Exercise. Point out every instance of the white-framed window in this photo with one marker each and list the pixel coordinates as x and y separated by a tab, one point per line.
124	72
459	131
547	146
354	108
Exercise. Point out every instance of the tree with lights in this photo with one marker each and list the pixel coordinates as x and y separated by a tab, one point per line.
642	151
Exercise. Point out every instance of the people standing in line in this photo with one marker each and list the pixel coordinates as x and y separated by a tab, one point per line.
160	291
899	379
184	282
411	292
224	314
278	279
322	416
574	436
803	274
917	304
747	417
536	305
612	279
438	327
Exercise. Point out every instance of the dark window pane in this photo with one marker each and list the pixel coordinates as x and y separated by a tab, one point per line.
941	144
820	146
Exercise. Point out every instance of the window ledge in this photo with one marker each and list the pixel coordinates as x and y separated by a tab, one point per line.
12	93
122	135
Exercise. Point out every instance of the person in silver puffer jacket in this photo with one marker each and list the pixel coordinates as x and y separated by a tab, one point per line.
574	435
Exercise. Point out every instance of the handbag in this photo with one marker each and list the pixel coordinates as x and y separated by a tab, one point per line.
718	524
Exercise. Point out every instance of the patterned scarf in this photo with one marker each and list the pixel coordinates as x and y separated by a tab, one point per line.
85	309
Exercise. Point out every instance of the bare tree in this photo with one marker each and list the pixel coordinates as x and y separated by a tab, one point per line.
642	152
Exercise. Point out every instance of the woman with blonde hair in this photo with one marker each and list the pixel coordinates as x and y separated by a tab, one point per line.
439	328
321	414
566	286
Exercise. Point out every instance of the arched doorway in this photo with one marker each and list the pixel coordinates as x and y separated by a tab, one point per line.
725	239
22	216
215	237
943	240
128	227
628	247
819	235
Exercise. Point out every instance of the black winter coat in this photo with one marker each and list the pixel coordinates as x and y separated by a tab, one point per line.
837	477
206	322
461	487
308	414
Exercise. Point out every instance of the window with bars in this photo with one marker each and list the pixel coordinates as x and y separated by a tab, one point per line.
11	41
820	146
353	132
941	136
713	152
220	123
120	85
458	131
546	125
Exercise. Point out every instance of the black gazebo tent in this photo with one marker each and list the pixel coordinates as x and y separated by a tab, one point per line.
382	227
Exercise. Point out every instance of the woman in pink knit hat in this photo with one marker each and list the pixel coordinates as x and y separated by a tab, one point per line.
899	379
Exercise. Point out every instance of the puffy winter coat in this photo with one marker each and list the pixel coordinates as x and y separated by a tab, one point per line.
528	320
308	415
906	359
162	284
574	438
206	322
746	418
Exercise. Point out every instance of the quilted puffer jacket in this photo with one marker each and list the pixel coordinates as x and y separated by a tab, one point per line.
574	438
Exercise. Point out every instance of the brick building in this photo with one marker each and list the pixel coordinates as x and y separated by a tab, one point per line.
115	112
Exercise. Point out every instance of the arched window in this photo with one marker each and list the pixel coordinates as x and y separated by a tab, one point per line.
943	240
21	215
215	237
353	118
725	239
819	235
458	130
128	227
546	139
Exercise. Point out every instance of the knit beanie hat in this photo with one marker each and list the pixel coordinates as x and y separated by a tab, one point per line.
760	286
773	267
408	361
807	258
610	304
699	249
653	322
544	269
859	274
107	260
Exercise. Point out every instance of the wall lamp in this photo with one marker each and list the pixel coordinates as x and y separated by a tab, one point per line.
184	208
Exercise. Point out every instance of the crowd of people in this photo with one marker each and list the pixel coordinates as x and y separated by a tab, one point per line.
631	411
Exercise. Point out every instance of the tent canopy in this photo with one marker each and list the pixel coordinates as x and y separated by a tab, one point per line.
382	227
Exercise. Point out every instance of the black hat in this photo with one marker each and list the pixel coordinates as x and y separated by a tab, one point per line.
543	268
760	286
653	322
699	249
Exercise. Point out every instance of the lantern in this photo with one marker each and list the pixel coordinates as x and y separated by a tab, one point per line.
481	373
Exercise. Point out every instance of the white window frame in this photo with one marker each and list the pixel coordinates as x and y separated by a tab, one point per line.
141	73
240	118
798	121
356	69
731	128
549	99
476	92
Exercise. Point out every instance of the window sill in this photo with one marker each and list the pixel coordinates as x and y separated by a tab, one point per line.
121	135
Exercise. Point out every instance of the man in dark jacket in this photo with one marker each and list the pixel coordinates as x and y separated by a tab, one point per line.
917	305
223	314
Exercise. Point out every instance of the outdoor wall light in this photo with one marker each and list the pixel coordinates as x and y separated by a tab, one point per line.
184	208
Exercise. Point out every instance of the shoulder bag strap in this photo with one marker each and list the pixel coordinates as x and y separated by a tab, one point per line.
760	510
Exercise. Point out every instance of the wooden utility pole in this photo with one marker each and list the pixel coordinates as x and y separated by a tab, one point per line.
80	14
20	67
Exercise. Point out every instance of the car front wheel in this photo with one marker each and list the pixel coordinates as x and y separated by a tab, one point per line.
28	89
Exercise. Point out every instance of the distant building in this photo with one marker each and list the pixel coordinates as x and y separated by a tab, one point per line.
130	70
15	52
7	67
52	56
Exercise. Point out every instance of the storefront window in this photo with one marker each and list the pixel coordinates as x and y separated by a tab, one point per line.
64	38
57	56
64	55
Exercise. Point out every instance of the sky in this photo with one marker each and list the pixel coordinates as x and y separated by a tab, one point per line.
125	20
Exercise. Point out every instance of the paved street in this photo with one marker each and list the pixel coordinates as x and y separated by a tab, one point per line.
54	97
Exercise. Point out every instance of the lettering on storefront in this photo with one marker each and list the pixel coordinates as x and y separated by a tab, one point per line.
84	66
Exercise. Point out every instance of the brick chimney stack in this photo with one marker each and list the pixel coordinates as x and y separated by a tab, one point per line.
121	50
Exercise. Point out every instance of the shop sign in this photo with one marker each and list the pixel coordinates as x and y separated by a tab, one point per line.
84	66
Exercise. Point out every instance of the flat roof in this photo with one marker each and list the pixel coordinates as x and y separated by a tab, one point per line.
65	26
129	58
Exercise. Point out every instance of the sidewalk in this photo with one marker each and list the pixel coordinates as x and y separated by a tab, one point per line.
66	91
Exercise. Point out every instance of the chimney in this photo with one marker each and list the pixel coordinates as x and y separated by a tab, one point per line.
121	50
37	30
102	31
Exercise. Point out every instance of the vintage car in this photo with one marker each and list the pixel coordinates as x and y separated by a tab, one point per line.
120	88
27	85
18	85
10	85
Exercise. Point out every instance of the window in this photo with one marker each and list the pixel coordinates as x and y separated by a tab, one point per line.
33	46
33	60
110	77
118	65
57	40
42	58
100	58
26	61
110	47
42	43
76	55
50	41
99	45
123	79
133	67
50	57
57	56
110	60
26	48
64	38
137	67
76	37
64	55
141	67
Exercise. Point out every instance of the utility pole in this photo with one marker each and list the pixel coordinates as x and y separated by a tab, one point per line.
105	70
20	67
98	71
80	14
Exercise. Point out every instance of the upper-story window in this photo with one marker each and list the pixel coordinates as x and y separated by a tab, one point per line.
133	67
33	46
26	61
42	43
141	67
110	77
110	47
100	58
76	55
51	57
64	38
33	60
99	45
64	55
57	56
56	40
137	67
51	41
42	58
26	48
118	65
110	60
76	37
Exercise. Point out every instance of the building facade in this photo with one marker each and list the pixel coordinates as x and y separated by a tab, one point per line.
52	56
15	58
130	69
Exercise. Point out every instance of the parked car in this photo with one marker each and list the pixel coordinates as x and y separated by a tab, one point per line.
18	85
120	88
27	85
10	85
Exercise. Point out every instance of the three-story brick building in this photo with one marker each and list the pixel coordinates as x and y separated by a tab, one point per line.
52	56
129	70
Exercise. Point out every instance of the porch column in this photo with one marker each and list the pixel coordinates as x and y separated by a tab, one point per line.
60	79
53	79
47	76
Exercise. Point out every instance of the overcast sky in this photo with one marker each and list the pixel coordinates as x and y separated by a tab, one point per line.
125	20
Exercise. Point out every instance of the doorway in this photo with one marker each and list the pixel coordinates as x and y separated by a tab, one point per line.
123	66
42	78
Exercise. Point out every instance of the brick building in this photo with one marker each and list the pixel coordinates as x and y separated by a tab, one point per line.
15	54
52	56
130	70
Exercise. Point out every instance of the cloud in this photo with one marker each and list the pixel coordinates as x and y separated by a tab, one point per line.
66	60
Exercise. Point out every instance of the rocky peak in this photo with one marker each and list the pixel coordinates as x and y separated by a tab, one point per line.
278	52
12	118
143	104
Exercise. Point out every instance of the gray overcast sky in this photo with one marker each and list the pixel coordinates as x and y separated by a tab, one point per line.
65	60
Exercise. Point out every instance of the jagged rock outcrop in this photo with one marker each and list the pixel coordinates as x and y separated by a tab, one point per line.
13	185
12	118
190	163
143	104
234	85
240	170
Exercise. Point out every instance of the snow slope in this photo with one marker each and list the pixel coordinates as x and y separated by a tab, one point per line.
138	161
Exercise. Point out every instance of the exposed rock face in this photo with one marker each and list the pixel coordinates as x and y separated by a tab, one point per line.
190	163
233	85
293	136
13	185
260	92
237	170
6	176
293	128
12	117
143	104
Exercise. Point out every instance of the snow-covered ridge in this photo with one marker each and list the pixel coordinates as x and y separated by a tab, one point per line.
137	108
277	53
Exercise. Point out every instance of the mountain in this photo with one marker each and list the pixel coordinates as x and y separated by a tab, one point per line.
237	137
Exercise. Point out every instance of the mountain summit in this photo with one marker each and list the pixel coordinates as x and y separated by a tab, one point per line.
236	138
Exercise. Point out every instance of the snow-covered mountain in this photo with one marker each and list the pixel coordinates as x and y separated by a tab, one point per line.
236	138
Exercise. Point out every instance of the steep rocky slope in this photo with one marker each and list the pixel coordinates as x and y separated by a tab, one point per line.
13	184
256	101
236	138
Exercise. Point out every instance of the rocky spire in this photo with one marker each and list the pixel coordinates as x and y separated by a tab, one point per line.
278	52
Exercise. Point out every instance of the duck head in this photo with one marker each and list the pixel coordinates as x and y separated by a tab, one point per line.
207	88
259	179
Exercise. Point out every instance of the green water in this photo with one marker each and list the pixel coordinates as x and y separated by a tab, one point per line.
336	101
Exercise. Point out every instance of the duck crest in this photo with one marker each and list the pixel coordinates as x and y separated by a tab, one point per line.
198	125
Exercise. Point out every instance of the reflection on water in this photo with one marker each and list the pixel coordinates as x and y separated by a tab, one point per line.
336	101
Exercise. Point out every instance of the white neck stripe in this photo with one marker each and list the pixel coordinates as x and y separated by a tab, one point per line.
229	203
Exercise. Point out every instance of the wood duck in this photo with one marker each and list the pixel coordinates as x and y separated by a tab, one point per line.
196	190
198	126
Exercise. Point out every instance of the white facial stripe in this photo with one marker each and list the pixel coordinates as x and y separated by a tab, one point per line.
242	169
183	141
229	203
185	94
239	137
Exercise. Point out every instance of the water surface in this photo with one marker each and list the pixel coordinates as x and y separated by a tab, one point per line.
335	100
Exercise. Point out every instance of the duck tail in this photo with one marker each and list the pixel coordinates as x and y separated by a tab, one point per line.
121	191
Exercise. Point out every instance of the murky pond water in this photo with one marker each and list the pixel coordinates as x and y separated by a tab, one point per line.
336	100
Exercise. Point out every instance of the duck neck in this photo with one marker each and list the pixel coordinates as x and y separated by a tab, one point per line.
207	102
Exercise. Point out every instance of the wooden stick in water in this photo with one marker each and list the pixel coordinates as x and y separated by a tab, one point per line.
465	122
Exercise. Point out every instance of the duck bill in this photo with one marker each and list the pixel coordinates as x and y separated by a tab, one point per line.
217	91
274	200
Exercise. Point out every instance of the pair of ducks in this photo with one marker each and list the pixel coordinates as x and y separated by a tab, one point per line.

■ ■ ■ ■ ■ ■ ■

Activity: Write out exactly the lines from the one with "Exercise. Point out every instance of the white neck" through the end of the records above, both ends included, and leave out all other lines.

Answer space:
Exercise. Point out every instance of the white neck stripe in this photo with one marker each and list the pixel coordinates as x and y separated by a tab, one point per line.
229	203
Exercise. Point out every instance of the wood duck in this photo with one marker each and list the pixel coordinates as x and y separated by a tab, one point per line.
196	190
198	126
Exercise. Point out every instance of the white facial stripe in this photo with one marker each and list the pixel coordinates as x and y separated by a tab, one point per line.
242	169
183	141
229	203
185	94
239	137
Exercise. Point out every instance of the water surface in this photo with one marker each and list the pixel coordinates as x and y separated by a tab, one point per line.
335	100
Exercise. Point out every instance of the duck tail in this photo with one marker each and list the pixel coordinates as x and y separated by a tab, one point per line.
121	191
Exercise. Point out every instance of the murky pond water in this photo with one marker each and list the pixel coordinates as x and y separated by a tab, one point per line.
336	100
Exercise. Point out every instance of the duck neck in this photo with one marker each and list the pixel coordinates as x and y separated by a tab, one point per line.
207	102
Exercise. Point out every instance of the wooden stick in water in this photo with one marker each and list the pixel coordinates as x and y separated by a tab, one point per line.
465	122
Exercise. Point out every instance of the duck bill in this photo with one marker each and list the pixel coordinates as x and y separated by a tab, one point per line.
217	91
274	200
Exercise. Point out every instance of the pair of ducks in this photo with one marker each and list the pixel coordinates as x and y separated by a tab, one point per line.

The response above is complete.